Friday, May 5, 2017

Harshbarger line: Jacob Maag 1703-1767 Immigrant

Every time I write a Harshbarger blog post now, I fear that I've found the last ancestor who is "findable", and it makes me feel like a failure even though I've set the rules for this post, and I could always change them.  The rues are pretty loose.  It needs to be a direct ancestor (for the most part) and it needs to be an immigrant or have another compelling story to tell.  Of course, I could always break those rules, and I may have to, if I want to keep writing about people in the Harshbarger line.

However, I did find "just one more" ancestor who is an immigrant and from everything I can tell, is a Harshbarger.  He follows much of the typical Harshbarger story, which is a good thing because I don't have very many details about him.  Jacob Maag was born in Endhori, Zurich, Switaerland.  He was born or baptized on May 22, 1703.  His parents are given as Heinrich Maag and Klienvre Volkhart, or Jacob Maag and Barbara Surber.  There are good reasons to accept either pair of parents but I have no opinion.  It's enough to know he came from Endhori, which may have been a small town on the southern border with Germany, near Zurich.

__Material for this exercise__.
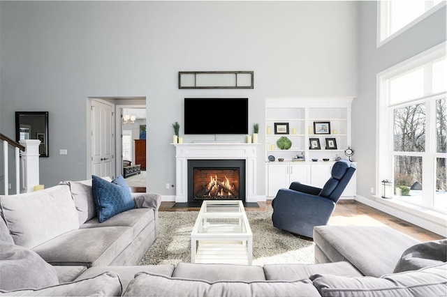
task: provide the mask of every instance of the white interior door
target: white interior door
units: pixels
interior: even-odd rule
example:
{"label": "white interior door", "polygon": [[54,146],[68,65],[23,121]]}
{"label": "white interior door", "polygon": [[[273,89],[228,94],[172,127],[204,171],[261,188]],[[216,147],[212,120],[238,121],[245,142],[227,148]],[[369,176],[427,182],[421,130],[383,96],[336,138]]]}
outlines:
{"label": "white interior door", "polygon": [[115,178],[113,106],[91,100],[91,174]]}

__Requests__.
1. Revise the records that follow the blog post, changing "target" to "object" and keeping everything else the same. Leave the pictures out of your answer.
2. Pick up the blog post about the immigrant Jacob Maag after its final sentence and carry it on.

__Answers provided__.
1.
task: provide the mask of every instance of the white interior door
object: white interior door
units: pixels
interior: even-odd rule
example:
{"label": "white interior door", "polygon": [[54,146],[68,65],[23,121]]}
{"label": "white interior door", "polygon": [[[273,89],[228,94],[172,127],[204,171],[261,188]],[[216,147],[212,120],[238,121],[245,142],[227,148]],[[369,176],[427,182],[421,130],[383,96],[336,138]]]}
outlines:
{"label": "white interior door", "polygon": [[115,178],[113,106],[91,100],[91,174]]}

2.
Jacob was 42 when he came to America on the  "Loyal Judith" in 1743, according to the ship manifest.  There was also a Henry or Heinrich who was 15, and who is as yet not identified to my satisfaction.  He could be a younger brother, or a son, or nephew.  It is possible that Jacob went back to Switzerland a few years later and brought his family back, as it seems he didn't take the oath until 1746.  Usually the oath was taken as soon as one stepped off the ship.  Or the 1746 date could possibly be a typo. 

Jacob married Anna Surber, as yet not further identified, in Bolach, Zurich Canton in March of 1721.  I've found several conflicting records of their children but they had several, and they seem to have all come to America also.  I found a will that Jacob witnessed on April 17,1748, for Maria Gertraut Seibel, in Philadelphia.  I've not yet determined whether she was a family member or a friend.  I've found a listing for him at the Red Lion Inn in 1758 in Philadelphia and one mile from Germantown in 1761, so it doesn't appear that he left the immediate area, although I've not yet found land records.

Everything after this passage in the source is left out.